* _Exercise description_: Among the lines below, copy each one in which "optional" appears.

* _Available data_:
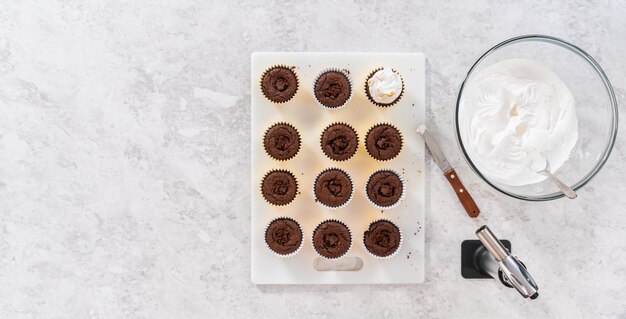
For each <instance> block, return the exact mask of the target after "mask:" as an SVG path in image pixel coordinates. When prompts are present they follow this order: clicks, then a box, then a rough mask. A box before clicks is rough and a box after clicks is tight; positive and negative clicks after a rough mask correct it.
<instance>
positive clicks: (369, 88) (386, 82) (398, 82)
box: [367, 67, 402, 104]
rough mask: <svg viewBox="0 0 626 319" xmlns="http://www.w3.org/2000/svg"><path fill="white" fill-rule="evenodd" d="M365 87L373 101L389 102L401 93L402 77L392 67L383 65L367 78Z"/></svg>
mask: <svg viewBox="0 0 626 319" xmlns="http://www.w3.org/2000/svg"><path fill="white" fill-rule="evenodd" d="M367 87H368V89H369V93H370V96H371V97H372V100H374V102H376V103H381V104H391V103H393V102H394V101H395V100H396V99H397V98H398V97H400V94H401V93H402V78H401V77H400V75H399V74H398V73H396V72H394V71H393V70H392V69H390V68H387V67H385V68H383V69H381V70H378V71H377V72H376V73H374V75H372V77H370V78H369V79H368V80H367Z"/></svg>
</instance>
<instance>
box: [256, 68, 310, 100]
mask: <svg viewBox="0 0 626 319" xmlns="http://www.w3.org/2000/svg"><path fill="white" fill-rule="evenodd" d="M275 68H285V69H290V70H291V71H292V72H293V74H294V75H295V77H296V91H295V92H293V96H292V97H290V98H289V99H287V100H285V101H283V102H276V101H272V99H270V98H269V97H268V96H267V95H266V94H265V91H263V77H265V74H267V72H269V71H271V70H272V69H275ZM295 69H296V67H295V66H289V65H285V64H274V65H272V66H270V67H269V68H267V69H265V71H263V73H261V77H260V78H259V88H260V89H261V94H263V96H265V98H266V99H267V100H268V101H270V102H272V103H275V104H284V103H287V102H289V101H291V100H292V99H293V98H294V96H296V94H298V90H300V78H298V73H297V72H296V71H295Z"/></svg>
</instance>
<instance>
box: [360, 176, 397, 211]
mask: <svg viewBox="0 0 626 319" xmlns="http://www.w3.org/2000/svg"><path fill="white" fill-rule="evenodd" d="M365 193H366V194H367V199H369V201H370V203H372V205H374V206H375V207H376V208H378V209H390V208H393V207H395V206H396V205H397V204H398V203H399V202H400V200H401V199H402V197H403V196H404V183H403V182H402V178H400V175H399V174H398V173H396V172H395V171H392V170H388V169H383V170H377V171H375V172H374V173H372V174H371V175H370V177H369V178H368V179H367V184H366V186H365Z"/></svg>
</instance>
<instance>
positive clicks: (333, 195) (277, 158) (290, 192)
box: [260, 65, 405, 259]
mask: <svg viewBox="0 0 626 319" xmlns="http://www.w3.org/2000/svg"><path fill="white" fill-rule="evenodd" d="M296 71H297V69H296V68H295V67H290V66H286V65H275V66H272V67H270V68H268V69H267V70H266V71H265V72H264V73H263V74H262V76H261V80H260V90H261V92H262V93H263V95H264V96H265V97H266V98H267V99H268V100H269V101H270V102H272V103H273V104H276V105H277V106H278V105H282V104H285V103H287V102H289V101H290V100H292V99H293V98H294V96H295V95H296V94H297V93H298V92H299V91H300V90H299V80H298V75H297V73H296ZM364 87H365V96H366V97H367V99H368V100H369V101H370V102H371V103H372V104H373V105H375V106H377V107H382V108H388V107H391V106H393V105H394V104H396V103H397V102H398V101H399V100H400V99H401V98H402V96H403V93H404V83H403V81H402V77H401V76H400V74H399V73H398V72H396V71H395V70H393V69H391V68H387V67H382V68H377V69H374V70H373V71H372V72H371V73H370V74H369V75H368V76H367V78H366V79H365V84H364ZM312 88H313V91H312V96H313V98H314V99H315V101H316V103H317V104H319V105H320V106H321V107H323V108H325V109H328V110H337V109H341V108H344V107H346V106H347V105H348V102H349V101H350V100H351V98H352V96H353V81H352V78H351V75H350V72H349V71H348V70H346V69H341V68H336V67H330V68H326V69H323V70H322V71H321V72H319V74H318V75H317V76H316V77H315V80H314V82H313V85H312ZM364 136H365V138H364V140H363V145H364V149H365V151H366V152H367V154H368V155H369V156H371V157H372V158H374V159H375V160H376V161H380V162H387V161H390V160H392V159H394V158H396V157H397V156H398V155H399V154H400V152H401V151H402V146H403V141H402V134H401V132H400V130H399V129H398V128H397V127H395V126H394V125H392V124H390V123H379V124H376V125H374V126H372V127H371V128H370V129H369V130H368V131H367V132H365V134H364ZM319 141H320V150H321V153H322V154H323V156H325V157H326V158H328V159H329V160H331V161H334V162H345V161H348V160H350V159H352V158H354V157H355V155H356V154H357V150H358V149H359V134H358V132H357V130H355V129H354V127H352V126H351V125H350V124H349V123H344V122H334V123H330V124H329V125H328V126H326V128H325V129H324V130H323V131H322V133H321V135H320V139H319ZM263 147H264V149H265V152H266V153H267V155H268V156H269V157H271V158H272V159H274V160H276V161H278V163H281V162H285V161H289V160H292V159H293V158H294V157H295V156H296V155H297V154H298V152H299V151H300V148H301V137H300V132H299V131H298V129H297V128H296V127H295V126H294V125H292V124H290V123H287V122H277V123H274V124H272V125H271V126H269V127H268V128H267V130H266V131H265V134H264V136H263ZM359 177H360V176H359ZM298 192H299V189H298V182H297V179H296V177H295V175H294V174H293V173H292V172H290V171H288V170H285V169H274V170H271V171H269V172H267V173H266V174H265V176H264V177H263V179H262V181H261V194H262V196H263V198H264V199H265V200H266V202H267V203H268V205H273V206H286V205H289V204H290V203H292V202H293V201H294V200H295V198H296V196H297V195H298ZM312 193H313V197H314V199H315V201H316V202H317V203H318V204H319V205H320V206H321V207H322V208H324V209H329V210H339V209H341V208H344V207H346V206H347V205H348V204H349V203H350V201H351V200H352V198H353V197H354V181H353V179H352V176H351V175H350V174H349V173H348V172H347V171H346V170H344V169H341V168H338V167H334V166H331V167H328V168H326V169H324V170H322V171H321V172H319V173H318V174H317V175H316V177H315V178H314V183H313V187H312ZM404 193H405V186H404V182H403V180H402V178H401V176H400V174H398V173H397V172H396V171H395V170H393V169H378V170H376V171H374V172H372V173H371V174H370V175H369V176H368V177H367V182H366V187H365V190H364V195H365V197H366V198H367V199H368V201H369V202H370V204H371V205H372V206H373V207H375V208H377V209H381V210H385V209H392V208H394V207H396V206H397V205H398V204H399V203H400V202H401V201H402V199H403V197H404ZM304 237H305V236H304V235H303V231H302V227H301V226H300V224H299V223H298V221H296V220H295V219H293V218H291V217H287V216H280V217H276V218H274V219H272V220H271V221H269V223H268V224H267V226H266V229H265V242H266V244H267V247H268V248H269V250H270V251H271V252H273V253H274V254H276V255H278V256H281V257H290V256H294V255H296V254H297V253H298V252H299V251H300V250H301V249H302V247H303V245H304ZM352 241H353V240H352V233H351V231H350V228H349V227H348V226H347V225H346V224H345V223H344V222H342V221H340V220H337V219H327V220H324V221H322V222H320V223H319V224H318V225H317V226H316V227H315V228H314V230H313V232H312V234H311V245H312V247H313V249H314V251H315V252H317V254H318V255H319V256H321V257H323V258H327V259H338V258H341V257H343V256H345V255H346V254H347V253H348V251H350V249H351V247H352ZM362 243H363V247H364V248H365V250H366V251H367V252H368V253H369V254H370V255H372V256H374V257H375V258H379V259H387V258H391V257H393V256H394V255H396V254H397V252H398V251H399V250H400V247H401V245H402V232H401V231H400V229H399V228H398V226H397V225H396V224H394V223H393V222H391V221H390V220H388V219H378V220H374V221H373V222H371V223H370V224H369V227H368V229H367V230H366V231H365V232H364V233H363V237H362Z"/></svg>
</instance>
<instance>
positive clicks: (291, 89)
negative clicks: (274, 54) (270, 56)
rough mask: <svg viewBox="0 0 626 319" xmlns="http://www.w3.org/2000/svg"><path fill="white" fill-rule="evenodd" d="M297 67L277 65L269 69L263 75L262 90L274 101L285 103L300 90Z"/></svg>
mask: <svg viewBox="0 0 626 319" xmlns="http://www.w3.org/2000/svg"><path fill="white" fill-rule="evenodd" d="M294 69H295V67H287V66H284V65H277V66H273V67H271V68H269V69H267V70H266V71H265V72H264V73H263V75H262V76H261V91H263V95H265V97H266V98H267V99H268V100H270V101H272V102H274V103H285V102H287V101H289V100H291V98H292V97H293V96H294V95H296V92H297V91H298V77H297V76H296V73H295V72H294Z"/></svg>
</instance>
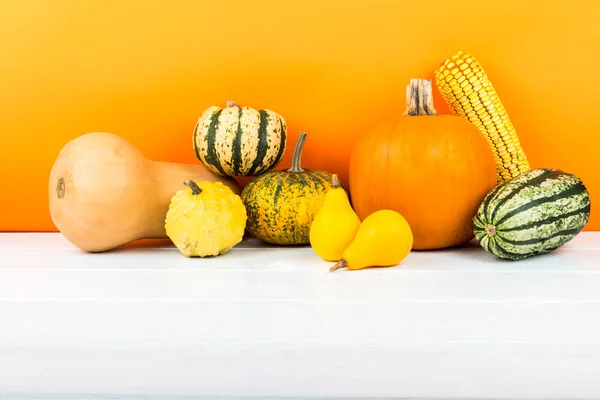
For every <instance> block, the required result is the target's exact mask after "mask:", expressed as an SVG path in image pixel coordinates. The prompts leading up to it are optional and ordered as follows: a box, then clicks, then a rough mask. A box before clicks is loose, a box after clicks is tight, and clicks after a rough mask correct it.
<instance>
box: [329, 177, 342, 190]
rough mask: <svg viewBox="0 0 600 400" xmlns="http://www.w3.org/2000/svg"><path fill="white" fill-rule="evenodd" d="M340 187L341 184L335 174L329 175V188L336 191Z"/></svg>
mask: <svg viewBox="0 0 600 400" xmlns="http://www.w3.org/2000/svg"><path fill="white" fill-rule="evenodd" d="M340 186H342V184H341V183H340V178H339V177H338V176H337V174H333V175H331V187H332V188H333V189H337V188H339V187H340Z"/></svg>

--

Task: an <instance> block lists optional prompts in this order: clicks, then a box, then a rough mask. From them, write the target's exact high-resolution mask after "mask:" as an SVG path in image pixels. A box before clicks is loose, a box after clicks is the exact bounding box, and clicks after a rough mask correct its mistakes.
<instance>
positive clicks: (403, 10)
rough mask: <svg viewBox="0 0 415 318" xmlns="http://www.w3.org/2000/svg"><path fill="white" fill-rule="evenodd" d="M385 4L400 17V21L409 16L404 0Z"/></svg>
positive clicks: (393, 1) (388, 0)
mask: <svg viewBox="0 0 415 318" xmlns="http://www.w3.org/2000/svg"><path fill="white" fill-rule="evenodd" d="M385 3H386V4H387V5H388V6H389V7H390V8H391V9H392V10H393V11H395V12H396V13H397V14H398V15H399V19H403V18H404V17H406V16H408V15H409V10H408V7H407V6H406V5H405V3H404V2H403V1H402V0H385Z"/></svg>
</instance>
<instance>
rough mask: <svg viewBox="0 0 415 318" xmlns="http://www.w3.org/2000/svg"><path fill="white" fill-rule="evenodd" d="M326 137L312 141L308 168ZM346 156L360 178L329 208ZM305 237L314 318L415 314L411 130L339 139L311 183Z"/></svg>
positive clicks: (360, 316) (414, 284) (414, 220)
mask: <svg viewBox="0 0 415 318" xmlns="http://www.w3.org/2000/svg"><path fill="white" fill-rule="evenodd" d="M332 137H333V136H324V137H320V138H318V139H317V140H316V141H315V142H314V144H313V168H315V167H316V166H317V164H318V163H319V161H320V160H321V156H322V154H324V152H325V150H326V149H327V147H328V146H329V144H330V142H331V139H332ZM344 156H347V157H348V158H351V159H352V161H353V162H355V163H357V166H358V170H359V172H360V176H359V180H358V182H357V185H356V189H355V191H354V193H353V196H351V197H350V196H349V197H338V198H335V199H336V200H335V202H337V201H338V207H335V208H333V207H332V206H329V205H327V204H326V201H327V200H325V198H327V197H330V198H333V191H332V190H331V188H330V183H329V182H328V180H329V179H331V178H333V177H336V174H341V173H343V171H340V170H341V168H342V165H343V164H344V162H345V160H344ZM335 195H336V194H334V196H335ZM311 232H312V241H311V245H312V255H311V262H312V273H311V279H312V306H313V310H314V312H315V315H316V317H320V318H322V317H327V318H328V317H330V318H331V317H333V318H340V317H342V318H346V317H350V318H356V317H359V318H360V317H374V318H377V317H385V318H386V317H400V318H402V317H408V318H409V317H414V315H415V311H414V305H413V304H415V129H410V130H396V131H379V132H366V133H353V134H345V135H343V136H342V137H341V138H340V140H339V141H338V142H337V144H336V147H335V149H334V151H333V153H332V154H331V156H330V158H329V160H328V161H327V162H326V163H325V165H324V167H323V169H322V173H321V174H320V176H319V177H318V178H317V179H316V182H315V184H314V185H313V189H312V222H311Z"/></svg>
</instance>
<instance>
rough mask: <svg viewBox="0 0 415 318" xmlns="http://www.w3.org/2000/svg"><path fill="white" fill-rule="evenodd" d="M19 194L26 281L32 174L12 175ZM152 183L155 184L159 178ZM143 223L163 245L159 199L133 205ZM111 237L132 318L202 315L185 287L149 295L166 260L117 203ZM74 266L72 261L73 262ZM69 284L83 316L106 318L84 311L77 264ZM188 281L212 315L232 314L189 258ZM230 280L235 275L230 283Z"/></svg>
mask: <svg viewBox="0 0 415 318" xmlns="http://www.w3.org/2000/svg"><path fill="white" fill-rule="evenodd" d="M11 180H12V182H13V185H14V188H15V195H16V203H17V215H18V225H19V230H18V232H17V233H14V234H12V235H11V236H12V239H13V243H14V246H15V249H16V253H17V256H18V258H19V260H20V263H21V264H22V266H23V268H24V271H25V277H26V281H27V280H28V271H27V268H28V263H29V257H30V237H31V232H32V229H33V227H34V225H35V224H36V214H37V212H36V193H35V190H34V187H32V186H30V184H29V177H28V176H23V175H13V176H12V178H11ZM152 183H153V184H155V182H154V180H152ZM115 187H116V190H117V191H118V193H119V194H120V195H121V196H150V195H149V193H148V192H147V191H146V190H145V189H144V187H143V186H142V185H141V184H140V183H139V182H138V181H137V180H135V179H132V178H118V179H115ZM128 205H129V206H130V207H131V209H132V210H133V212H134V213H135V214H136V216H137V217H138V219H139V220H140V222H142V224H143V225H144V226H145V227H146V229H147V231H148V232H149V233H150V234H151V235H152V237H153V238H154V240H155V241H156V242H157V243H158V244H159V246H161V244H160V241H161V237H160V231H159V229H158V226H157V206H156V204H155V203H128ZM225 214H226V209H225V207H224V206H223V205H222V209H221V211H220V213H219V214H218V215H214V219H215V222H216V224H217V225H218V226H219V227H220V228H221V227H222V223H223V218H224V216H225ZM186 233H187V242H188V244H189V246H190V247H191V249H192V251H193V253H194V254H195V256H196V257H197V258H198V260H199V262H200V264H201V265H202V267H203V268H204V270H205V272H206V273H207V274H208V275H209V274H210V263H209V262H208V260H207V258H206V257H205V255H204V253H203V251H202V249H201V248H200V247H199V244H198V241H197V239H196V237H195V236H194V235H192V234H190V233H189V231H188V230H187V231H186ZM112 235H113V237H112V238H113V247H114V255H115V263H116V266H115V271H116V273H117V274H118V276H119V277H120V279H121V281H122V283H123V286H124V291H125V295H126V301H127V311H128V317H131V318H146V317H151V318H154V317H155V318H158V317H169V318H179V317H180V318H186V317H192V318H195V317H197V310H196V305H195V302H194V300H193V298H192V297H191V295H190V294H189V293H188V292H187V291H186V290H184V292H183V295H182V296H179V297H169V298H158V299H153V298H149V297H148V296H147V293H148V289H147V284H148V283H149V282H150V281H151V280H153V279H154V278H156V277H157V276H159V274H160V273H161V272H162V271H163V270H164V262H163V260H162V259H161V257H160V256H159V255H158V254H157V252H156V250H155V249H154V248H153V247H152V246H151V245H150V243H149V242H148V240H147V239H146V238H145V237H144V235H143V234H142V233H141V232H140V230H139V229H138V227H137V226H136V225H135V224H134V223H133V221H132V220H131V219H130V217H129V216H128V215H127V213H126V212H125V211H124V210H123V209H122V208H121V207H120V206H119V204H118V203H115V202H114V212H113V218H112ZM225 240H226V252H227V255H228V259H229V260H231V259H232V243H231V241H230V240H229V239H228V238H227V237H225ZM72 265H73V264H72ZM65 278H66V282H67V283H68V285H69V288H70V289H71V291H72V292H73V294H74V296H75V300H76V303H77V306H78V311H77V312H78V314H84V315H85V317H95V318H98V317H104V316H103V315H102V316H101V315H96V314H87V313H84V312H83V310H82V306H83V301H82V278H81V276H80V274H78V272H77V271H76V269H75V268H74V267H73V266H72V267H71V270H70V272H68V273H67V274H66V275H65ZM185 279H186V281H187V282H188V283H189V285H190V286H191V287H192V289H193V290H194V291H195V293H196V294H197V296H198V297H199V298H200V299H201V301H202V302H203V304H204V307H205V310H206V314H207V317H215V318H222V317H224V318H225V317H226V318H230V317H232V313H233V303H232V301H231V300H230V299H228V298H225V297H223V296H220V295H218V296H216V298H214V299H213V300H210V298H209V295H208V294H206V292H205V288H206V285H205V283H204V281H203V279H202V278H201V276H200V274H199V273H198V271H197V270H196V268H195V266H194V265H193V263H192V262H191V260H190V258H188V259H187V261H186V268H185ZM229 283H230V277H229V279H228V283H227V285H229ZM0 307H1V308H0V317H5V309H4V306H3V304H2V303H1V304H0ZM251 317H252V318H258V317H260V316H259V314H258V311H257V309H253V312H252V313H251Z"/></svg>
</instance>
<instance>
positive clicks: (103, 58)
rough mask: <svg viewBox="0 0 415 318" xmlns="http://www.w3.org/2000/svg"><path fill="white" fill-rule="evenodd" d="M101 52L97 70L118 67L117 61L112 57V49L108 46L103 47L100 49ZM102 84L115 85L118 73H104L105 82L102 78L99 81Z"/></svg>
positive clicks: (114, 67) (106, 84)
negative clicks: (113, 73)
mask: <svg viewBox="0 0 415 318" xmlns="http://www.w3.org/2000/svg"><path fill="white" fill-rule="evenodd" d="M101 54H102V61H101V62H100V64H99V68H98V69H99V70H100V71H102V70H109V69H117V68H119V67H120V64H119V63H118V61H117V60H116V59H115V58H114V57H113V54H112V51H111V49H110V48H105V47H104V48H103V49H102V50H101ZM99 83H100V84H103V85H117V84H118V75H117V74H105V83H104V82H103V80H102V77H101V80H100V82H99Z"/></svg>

==

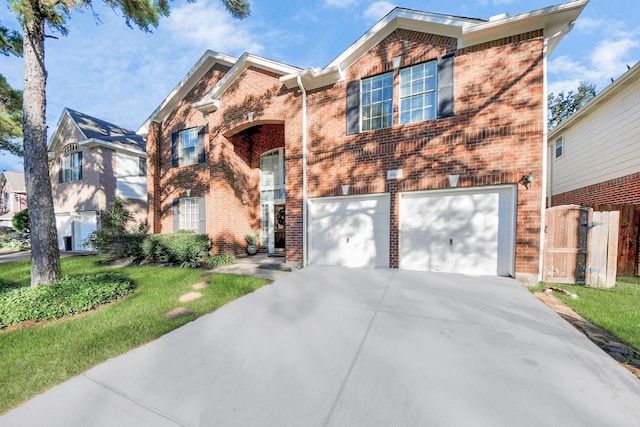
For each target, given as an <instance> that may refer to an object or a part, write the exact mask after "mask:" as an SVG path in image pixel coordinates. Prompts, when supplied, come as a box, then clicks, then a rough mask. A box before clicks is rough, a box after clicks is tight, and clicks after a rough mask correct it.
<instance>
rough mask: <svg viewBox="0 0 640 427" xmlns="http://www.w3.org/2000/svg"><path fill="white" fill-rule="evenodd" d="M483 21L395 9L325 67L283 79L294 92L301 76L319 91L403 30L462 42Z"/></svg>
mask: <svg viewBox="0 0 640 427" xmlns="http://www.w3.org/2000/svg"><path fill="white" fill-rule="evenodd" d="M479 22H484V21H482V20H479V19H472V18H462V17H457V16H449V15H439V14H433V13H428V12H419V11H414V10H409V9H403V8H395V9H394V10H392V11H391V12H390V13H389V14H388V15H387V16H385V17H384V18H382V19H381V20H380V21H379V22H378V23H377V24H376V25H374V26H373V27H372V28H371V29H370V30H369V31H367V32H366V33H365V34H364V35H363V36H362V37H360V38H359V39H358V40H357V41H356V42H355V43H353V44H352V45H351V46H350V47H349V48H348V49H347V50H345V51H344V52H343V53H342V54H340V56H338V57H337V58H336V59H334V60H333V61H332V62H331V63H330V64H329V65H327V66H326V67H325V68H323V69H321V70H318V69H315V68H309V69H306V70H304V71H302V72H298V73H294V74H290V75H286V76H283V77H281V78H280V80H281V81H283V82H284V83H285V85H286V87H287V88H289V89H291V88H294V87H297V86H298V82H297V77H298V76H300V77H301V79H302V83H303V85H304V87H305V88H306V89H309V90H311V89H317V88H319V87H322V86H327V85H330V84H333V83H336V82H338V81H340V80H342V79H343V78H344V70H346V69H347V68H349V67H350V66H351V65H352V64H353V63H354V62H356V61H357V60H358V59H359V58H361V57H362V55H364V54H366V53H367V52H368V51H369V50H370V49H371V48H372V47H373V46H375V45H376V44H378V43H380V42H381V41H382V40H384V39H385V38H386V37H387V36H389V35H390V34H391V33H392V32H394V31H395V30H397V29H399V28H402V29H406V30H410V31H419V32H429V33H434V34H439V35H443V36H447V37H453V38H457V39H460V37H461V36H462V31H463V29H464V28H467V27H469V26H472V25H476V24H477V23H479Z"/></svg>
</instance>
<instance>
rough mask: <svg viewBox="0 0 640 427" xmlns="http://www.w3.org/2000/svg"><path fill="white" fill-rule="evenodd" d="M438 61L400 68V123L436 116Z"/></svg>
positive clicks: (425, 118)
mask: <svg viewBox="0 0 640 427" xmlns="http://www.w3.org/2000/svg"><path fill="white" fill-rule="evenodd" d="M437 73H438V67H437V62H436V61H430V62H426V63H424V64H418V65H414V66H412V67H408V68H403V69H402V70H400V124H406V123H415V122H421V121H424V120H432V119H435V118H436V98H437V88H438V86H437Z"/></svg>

* _Answer area_:
For every <instance> block, the required result is the target's exact mask after "mask:", expressed as an SVG path in image pixel coordinates. The prompts leading up to it are optional and ordered as follows: a box, then clicks, then a rough mask. A box before clicks is loose, a box after clicks is tight, and clicks after a rough mask correct it.
Task: an <instance> block lists optional prompts in this order: clicks, then a box, then a rough mask. From them, write the target's exact high-resolution mask after "mask:" as an SVG path in image pixels. A box before clicks is loose, a box after clicks is the exact bounding box, and clicks after a rough mask correct its mistakes.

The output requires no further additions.